A large number of my fellow Americans probably give prayers of thanks for having been born and allowed to live in this great nation, and a substantial fraction of these folks feel we are a Chosen People. But regardless of my appreciation for that roll of the genetic and historical dice that left me here at this period of history, I am not one of the latter. I am not one of those who believe we Americans are a chosen people because I do not believe in the kind of God that many of you believe in, that is, a God who wreaks vengeance on homosexuals and liberals and encourages ignorance in the face of overwhelming evidence for biological evolution during several billion years of geological history. The white-haired old man in the sky is a picture painted by Michelangelo Buonarroti on the ceiling of the Sistine Chapel; he is not a vengeful autocrat who declares Missouri Synod Lutheran women cannot vote on church matters. We are here, in the United States, in the early years of the Third Millennium, for one reason and one reason only: pure luck. Pure, unadulterated, historical, biological, luck.
I do accept the fact that physicists, however, with their work on subatomic particles, have brought us full circle to the essential question that must have been addressed by Neanderthals: Where did we come from?  I don’t have an answer, but even if I did answer “God,” that response would not lead me immediately to declare a theocracy. Thus my friends would describe me as an agnostic at best, and a genial atheist or dedicated secular humanist at worst. I address the issue of spiritual beliefs right up front because in case you have not figured it out already from watching your local cable stations, religion is a major weapon—perhaps the major weapon, if you take fear into account—for dismantling any secular and relatively free society, including ours—and it is naïve to believe otherwise. Thus I dispose of God as a first cause of my pure, unadulterated, luck at having been born an American citizen in the middle of the 20th Century.
So I’m an off-the-scale patriot who, strangely enough, is not also a member of the Neoconservative movement, the Religious Right, the National Rifle Association, or the National Guard, although I did serve seven years in the Army Reserve and, during my short active duty took parachute training, surely a sign of militant inclinations. But regardless of my underlying spirituality, or lack thereof, the circumstances of my birth can only be considered a blessing. A more trusting soul than I would likely consider some Supreme Being to have had a direct hand in such a birth. So every day I say a prayer of thanks to a God that probably exists only in the minds of you believers. Yes, every single day I thank God—whoever, wherever, and whatever He, She, or It might be—for having been placed on Earth—by whatever mechanism ultimately involved—at this time in history (too early for Korea and too late for Vietnam), in this particular nation on the only planet in the universe known to support life, and furthermore, deep in the heartland of that nation.

Task instructions:
**A)** In the essay on the luck of being born American, what military service does the writer report having done?
**B)** Carry on the essay on the luck of being born American, starting after its last sentence.

Records taken from a dataset

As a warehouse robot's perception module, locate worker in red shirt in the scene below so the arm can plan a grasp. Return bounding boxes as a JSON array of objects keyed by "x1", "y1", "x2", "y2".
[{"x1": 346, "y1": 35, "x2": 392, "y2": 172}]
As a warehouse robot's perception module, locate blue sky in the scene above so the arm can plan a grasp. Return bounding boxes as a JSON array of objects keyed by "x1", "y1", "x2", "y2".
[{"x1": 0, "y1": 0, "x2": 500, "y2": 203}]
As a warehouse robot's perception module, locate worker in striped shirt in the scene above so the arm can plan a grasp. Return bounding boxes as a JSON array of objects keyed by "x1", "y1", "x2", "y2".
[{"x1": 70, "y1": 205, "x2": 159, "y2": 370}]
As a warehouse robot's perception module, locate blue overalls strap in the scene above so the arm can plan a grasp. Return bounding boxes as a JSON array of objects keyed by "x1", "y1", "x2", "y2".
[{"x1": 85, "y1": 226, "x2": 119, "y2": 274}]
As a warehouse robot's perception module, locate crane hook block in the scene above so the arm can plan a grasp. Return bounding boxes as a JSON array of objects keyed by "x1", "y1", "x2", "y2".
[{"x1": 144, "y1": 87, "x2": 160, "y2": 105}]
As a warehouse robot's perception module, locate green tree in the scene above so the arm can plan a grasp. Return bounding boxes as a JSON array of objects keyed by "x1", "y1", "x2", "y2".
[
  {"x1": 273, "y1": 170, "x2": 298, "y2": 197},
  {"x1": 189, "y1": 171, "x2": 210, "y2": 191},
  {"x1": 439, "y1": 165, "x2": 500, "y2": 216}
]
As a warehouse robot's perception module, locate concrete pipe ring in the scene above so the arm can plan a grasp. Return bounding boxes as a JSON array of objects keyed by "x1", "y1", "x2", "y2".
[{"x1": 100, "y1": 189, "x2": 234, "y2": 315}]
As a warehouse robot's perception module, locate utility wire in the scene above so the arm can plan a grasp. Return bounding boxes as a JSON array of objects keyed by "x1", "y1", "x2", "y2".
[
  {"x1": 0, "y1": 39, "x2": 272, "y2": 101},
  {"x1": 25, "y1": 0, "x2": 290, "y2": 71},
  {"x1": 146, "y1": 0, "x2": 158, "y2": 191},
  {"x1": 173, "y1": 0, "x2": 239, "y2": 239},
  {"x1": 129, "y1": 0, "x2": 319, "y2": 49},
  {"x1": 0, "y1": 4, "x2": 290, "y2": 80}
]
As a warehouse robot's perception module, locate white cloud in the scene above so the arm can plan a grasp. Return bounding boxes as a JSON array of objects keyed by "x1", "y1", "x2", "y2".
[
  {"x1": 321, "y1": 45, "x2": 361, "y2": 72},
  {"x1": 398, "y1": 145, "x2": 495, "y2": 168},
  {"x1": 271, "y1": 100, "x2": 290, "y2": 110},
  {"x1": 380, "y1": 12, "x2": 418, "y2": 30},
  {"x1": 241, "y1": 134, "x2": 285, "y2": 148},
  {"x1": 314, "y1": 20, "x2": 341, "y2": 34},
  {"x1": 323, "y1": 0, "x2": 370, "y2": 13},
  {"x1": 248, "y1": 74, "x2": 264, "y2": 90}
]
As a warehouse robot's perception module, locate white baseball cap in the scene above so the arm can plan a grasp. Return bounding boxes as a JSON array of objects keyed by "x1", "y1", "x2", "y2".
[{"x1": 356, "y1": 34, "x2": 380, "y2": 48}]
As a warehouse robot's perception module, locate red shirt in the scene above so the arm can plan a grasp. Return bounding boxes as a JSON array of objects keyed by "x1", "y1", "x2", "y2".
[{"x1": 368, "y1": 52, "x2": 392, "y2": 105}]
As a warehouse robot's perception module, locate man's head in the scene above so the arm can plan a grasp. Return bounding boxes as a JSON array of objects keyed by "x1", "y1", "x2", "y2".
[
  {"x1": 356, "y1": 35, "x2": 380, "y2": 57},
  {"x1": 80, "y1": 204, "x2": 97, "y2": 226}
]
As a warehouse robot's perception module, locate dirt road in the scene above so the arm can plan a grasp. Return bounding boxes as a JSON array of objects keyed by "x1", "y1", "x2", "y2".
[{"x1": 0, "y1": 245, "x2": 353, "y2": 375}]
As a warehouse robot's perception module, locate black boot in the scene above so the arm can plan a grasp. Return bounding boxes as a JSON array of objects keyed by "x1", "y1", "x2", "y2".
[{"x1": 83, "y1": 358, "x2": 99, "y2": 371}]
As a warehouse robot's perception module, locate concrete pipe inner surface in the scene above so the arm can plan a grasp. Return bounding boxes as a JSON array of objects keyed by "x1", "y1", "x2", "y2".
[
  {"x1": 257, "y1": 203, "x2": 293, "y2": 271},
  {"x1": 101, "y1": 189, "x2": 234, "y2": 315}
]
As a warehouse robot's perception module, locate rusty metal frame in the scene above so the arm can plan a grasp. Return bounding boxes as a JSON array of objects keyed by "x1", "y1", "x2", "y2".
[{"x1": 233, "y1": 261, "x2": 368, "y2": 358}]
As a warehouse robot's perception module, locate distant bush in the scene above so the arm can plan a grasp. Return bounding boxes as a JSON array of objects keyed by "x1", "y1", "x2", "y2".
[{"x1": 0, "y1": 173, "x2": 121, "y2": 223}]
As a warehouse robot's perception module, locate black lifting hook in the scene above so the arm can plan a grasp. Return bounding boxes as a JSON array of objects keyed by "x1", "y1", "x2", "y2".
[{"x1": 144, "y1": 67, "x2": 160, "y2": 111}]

Answers to each task:
**A)** The writer served seven years in the Army Reserve and took parachute training during a short period of active duty.

**B)**
An enormous responsibility accompanies the privilege of being born an American citizen in the mid-20th Century. That responsibility is to use one’s talents for the betterment of the humanity in an attempt to single-handedly elevate us to a higher plane of behavior, understanding, and rationality than we now occupy as a species. Obviously one person living out on the Central Prairies with no political power, average financial resources, and few if any connections to global “leaders” cannot change Earth into a more civilized planet all by himself or herself. But that one person can try to accomplish this task and encourage others, especially those born in privilege—like I was—to join in the efforts. We each have unique talents and need to find ways to apply those talents to our common problems. In that game of genetic dice I was tossed the ability to write a complete sentence, string ideas together, decipher the way a paragraph is built, and construct metaphors. Thus I write a book in order to change Earth into a civilized planet. You’re laughing, I can tell, at my arrogance, or stupid idealism. Either description is apt. But read on; you will not be laughing for long. Instead, you will be frightened.
In addition to my streak of amazing luck at having been born in the late 1930s in what is currently known as The United States of America, I was also very fortunate to have been educated at a fine university where I received a basic understanding of the most deadly force known in nature, namely, evolution. Then I spent the next fifty years studying this force responsible for the disappearance of enormous numbers of species. Only in very recent years, however, mainly since the Second World War, has it become obvious not only that we humans are evolving—yes, biologically—at a relatively rapid rate, but also that our societies are evolving, and in their cases at lightning speed. The processes of social, economic, and political evolution are not directly analogous to those of biological evolution, although in one way these two phenomena match fairly closely, and that is: change is permanent, and always made within constraints of boundary conditions.
Our societies are changing, sometimes toward destruction, because they are unable to sustain themselves in their cultural, economic, legal, and political environments, and in contrast to the typically slow pace of classical organic evolution, this political evolution is happening right before our very eyes. The Soviet Union, for example, lasted less than a century. Oysters, by comparison, have been with us for at least 70 million years. Thus we can easily see the social evolutionary processes at work when we study Soviet history, whereas one has to be a little more perceptive and skillful to understand the evolutionary trail of oysters.
There is a reasonably sophisticated, large, and growing literature on the evolution of societies. Although the changes that occur in human societies are not strictly analogous to the type of natural selection envisioned by Darwin and his intellectual descendents, the term “evolution” is nevertheless an appropriate one because it involves permanent change and invokes the interactions between some entity—in our case a nation—and the environment that supports, or at least enables, its existence. In much the same way as a population of plants or animals “experiments” with various options—in their case genetic variants—nations also “experiment” with options—but in this case I’m referring to political actions, policies, behaviors, selected by a group of people from a diverse array of possible actions and behaviors.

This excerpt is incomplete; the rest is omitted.